The tobacco industry conspiracy to manufacture a false controversy about smoking and health is summarized in a 1972 TI memorandum, which defined the strategy as consisting of three parts: (a) “creating doubt about the health charge without actually denying it”; (b) “advocating the public’s right to smoke, without actually urging them to take up the practice”; and (c) “encouraging objective scientific research as the only way to resolve the question of the health hazard”. In her analysis of the purpose of the industry’s jointly funded “research” organizations, Judge Kessler observed that they had helped the industry achieve its goals because they “sponsored and funded research that attacked scientific studies demonstrating harmful effects of smoking cigarettes but did not itself conduct research addressing the fundamental questions regarding the adverse health effects of smoking”.

The internal industry documents show how tobacco companies deliberately confused the public debate about smoking and health by creating and supporting research organizations that were never really interested in discovering the truth about whether smoking was a cause of disease.

Given data =

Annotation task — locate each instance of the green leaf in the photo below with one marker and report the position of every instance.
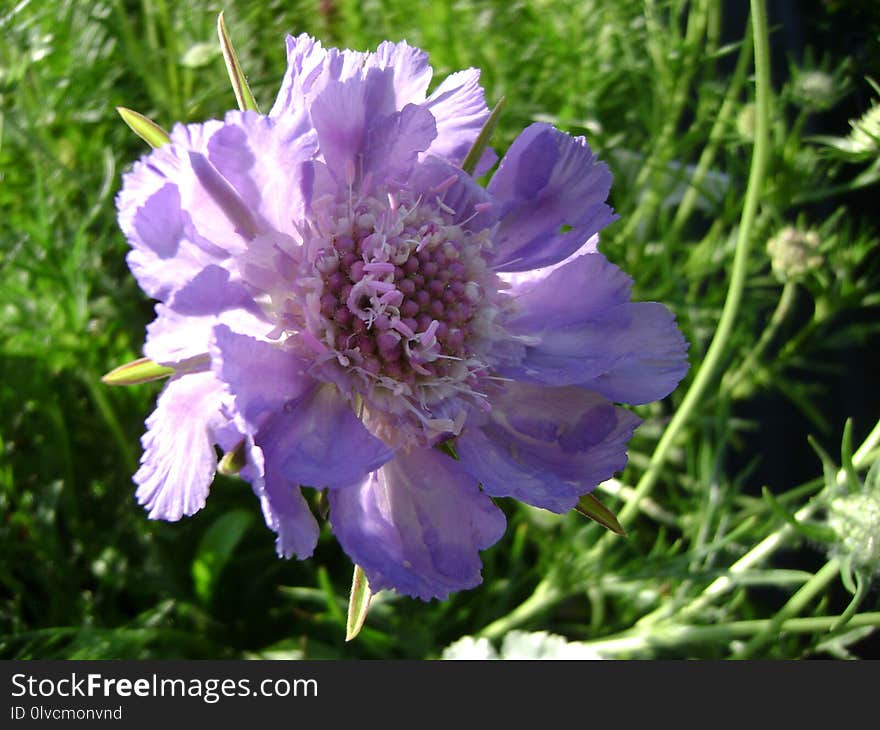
(861, 591)
(482, 141)
(358, 604)
(590, 506)
(215, 549)
(853, 482)
(144, 128)
(142, 370)
(243, 94)
(819, 533)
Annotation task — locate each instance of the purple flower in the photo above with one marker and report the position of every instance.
(337, 298)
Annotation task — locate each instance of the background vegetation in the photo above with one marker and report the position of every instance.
(743, 540)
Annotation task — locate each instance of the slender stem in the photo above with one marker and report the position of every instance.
(717, 348)
(795, 605)
(545, 595)
(783, 308)
(676, 635)
(770, 543)
(97, 391)
(716, 135)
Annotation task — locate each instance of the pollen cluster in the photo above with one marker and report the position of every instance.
(401, 298)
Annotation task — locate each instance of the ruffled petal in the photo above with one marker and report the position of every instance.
(578, 327)
(459, 106)
(174, 224)
(546, 446)
(412, 72)
(179, 462)
(468, 204)
(311, 68)
(417, 525)
(284, 508)
(342, 114)
(393, 143)
(183, 328)
(264, 160)
(309, 433)
(553, 194)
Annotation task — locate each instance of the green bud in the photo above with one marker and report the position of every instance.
(233, 461)
(793, 253)
(855, 518)
(144, 128)
(243, 94)
(142, 370)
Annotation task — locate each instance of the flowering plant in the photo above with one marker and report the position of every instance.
(343, 307)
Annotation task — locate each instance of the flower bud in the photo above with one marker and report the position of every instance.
(793, 253)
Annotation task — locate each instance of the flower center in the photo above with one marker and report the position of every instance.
(403, 297)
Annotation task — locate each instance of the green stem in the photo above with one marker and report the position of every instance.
(545, 595)
(795, 605)
(716, 135)
(783, 308)
(97, 391)
(676, 635)
(718, 346)
(774, 540)
(647, 207)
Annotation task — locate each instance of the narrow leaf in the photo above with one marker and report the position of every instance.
(482, 141)
(144, 128)
(854, 484)
(243, 94)
(859, 595)
(590, 506)
(142, 370)
(810, 531)
(358, 604)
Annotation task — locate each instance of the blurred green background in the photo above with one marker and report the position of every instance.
(663, 91)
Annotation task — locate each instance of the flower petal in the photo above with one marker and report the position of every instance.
(417, 525)
(393, 143)
(263, 159)
(183, 327)
(179, 462)
(174, 225)
(299, 424)
(459, 194)
(579, 328)
(553, 195)
(412, 72)
(360, 131)
(284, 508)
(459, 106)
(311, 68)
(546, 446)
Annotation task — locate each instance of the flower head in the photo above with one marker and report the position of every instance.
(337, 298)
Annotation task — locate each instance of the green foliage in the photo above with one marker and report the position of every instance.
(670, 106)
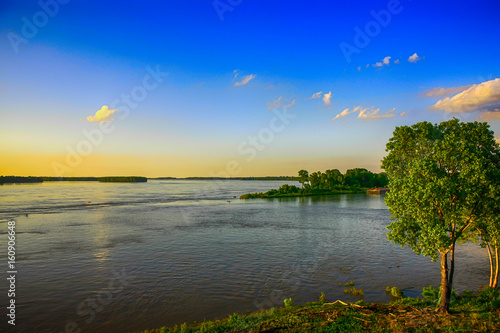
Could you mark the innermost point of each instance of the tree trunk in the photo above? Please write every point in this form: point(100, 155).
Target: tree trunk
point(492, 265)
point(445, 290)
point(452, 267)
point(495, 281)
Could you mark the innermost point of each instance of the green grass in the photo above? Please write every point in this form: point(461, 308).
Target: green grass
point(469, 313)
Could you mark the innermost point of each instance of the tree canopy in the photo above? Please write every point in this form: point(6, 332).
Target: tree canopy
point(442, 179)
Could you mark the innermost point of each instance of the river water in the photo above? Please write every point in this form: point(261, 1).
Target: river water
point(111, 257)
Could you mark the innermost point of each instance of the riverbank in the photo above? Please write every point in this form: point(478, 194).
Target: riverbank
point(468, 313)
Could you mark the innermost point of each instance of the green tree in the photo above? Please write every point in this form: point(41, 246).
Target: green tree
point(304, 177)
point(333, 178)
point(315, 180)
point(359, 177)
point(441, 177)
point(488, 230)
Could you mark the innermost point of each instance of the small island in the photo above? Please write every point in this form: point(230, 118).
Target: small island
point(357, 180)
point(133, 179)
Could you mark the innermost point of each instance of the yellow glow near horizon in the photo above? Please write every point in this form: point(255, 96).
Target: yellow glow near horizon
point(151, 166)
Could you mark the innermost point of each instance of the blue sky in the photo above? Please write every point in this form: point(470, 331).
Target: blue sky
point(227, 61)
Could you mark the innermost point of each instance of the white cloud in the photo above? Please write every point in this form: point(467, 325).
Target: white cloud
point(483, 96)
point(372, 113)
point(414, 58)
point(386, 61)
point(104, 114)
point(437, 92)
point(327, 99)
point(489, 115)
point(245, 80)
point(278, 104)
point(368, 113)
point(346, 112)
point(316, 95)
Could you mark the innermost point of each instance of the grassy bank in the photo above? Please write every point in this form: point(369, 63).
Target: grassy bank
point(469, 313)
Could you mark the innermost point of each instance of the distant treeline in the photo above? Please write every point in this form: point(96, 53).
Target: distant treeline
point(122, 179)
point(70, 179)
point(329, 182)
point(237, 178)
point(16, 179)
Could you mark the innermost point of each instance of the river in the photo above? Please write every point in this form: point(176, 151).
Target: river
point(120, 257)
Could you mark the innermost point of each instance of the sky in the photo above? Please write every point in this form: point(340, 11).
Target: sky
point(234, 88)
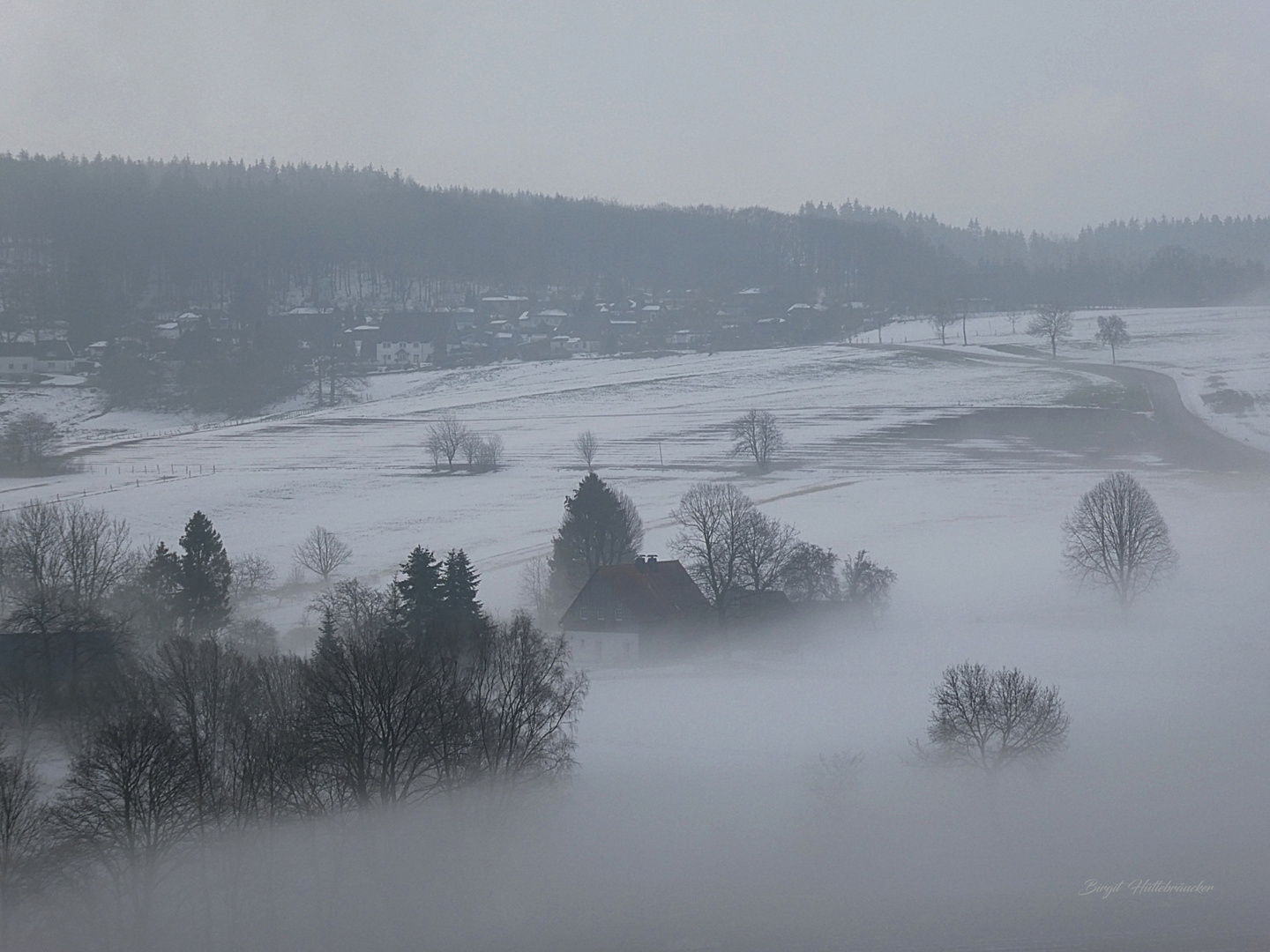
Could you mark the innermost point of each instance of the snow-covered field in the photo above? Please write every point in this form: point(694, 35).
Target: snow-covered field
point(1218, 355)
point(954, 466)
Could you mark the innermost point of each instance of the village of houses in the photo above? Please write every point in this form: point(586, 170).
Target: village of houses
point(464, 331)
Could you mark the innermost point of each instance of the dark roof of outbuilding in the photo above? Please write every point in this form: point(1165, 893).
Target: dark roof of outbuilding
point(651, 593)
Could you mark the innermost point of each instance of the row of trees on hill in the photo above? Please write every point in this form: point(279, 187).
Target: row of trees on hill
point(412, 691)
point(89, 242)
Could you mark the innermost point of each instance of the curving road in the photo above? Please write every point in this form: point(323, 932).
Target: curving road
point(1179, 435)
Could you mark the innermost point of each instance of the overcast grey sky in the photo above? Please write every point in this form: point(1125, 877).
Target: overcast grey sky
point(1022, 115)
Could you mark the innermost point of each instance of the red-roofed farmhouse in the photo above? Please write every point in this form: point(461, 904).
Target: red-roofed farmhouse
point(623, 606)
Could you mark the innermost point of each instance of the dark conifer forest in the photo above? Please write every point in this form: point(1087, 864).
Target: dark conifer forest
point(90, 242)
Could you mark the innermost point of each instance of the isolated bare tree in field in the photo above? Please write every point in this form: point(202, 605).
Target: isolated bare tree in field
point(1053, 323)
point(28, 444)
point(446, 437)
point(323, 553)
point(865, 584)
point(943, 317)
point(251, 576)
point(1117, 537)
point(757, 435)
point(20, 829)
point(713, 521)
point(990, 720)
point(1111, 331)
point(586, 444)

Required tasks =
a) List the three parts of the strategy defined in the 1972 TI memorandum, as given in the tobacco industry passage.
b) Pick up the tobacco industry passage after its final sentence and continue writing it.
The data are drawn from a separate source unrelated to the tobacco industry passage.

Your responses =
a)
(a) "creating doubt about the health charge without actually denying it"
(b) "advocating the public's right to smoke, without actually urging them to take up the practice"
(c) "encouraging objective scientific research as the only way to resolve the question of the health hazard"

b)
In October 1999, Philip Morris Tobacco Company announced to the public on its web site that, “There is an overwhelming medical and scientific consensus that cigarette smoking causes lung cancer, heart disease, emphysema and other serious disease in smokers”. However, when shareholders proposed a resolution asking the company to produce a report on how it intended to correct the defects that resulted in its products causing disease, the company responded that the shareholder’s resolution had “… mischaracterizes the Company’s web site as constituting a public admission that cigarettes cause illness. It does not.”. Today, all of the major tobacco companies have web sites acknowledging that smoking is a cause of disease. However, the current web site statement of R.J. Reynolds on the health effects of smoking continues to insist that smoking “causes disease in some individuals” only “in combination with other factors”. In the courtroom, the companies continue to challenge allegations about nicotine addiction and smoking causing illness. The tobacco companies have not yet been able to bring themselves to accept responsibility for their past illegal acts.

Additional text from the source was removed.